Records from a data collection:
-- BEGIN --
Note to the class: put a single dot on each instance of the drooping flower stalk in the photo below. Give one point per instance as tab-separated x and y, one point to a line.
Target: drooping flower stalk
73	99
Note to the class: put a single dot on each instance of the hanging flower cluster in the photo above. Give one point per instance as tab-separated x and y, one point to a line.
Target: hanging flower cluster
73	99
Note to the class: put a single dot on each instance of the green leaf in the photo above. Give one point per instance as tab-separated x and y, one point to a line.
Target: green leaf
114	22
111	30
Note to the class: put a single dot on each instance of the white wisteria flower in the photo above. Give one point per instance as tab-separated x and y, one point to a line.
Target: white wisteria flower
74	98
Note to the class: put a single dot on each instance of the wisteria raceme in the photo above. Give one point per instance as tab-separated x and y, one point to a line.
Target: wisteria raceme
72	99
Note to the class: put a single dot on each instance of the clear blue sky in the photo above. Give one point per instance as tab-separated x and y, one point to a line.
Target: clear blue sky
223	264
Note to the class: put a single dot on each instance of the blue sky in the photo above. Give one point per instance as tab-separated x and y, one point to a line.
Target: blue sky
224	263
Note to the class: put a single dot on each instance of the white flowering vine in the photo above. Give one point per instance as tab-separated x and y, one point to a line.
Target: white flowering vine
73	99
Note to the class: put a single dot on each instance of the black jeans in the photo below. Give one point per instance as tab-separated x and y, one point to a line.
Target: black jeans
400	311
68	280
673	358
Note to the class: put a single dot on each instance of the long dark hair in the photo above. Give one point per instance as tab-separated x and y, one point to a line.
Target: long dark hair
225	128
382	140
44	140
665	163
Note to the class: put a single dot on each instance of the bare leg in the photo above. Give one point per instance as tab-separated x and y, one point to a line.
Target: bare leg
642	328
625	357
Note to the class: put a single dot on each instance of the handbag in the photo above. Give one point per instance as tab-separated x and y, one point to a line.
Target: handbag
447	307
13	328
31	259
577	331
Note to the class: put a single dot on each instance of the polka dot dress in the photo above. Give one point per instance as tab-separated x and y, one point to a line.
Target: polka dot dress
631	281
-- END --
-- BEGIN --
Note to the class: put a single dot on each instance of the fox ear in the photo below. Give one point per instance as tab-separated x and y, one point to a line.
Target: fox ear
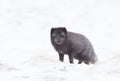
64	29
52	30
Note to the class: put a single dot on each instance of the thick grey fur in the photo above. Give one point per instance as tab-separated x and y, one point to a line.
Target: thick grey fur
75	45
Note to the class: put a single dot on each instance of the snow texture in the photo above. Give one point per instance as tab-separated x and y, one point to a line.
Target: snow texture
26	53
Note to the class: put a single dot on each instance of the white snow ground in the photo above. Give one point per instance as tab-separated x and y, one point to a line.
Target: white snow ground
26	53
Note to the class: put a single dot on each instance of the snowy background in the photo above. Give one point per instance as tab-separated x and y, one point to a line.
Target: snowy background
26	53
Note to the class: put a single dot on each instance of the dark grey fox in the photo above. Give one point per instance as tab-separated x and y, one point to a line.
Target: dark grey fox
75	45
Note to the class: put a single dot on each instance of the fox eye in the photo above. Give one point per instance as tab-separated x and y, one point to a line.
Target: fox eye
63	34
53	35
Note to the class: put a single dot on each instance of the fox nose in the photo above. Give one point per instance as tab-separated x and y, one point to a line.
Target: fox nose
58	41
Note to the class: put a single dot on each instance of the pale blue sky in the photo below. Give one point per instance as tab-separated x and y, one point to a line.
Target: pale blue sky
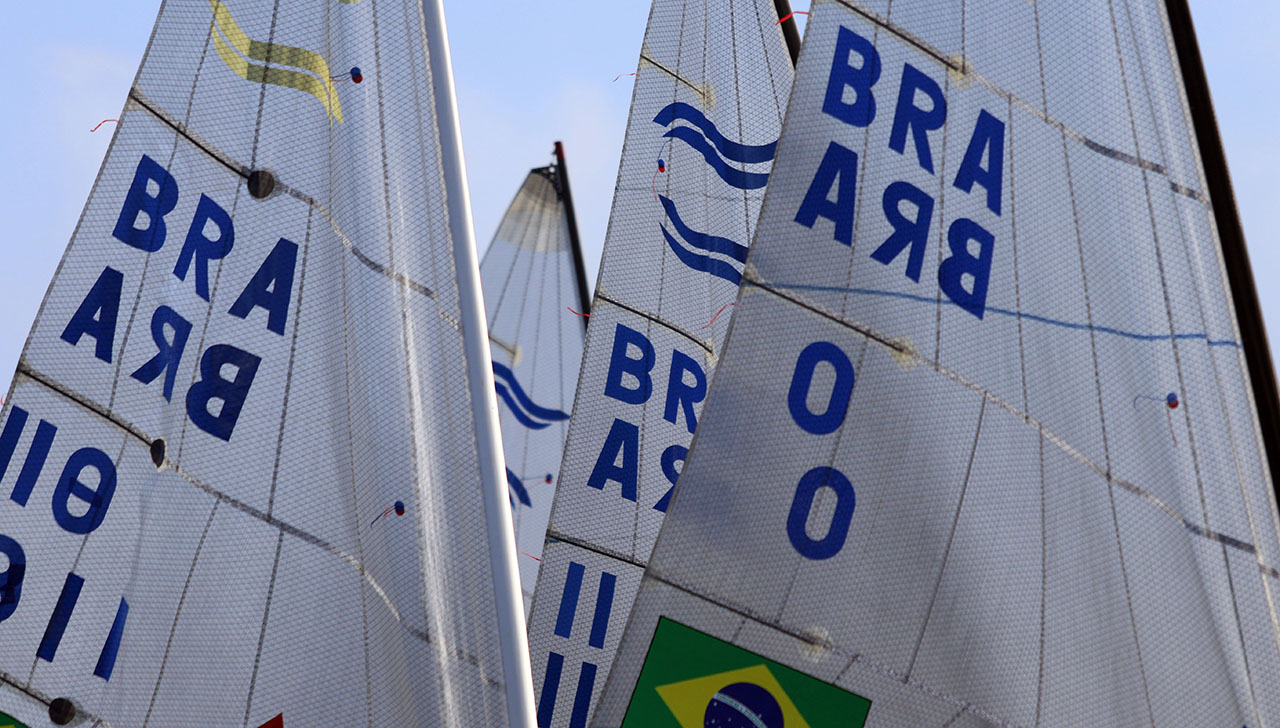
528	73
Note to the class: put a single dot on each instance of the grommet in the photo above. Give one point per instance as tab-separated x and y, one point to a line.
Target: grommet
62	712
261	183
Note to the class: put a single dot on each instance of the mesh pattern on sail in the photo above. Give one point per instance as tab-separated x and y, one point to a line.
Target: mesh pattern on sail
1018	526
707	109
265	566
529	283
-- END --
-- BEGIN --
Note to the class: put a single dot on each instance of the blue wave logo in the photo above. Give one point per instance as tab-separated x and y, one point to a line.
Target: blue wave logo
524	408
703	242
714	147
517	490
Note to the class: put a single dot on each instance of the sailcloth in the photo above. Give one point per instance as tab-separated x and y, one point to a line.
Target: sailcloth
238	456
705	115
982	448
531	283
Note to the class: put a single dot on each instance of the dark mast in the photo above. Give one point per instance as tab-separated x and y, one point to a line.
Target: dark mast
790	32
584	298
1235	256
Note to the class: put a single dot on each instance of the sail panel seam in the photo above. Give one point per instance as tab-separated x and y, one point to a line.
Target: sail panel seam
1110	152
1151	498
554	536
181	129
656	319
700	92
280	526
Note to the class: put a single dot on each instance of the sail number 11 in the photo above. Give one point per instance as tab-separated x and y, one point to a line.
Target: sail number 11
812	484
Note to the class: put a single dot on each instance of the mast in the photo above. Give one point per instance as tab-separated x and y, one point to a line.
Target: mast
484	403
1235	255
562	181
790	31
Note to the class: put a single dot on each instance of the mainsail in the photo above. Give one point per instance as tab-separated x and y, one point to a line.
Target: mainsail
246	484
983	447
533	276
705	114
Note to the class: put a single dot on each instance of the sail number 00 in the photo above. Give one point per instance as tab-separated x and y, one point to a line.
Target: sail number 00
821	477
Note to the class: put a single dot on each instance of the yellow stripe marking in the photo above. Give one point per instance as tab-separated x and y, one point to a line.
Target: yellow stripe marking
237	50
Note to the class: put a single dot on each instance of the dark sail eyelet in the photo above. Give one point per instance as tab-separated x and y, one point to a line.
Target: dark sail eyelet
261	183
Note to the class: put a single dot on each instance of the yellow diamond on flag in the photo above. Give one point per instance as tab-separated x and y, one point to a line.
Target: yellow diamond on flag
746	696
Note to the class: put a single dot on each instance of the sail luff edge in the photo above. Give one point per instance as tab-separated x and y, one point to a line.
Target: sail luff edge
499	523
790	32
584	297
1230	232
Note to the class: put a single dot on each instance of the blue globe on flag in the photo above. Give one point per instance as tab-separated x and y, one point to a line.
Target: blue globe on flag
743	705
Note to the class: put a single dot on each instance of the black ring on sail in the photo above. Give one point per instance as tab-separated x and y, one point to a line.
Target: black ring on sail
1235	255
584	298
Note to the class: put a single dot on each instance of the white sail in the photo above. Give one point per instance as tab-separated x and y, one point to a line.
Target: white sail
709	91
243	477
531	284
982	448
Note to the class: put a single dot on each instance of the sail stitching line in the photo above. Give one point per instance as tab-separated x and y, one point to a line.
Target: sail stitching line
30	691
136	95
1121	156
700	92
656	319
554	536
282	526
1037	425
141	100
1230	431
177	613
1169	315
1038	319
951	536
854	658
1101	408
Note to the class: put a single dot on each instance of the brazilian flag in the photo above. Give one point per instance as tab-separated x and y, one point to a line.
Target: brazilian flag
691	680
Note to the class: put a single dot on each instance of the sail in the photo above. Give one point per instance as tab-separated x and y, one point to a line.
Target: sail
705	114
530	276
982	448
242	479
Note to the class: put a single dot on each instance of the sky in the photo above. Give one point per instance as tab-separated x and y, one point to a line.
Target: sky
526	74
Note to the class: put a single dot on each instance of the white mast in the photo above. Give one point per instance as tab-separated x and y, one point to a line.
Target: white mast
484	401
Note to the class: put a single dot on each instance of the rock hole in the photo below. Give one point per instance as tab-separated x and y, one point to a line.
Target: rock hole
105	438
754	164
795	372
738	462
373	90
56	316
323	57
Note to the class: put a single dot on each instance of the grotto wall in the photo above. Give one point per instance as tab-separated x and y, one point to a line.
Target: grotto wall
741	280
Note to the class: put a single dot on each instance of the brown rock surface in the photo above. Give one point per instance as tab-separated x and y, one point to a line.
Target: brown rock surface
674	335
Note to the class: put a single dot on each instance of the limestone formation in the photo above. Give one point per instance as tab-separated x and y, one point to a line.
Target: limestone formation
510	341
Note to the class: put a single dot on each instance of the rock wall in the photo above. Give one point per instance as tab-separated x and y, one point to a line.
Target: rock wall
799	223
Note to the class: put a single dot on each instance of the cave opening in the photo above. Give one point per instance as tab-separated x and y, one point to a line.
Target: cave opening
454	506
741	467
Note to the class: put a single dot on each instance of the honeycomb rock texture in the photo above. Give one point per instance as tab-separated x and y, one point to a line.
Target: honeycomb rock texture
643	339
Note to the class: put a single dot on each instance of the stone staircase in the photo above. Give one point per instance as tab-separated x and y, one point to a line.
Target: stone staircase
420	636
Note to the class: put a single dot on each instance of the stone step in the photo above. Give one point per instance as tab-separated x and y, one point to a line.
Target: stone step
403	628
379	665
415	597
-- END --
Report every line of the items that contains the word "bare". Case counts.

Note to the class: put a single dot on each instance of the bare leg in the photo above. Give one point per instance as tab-separated x and y, one point to a line.
Target: bare leg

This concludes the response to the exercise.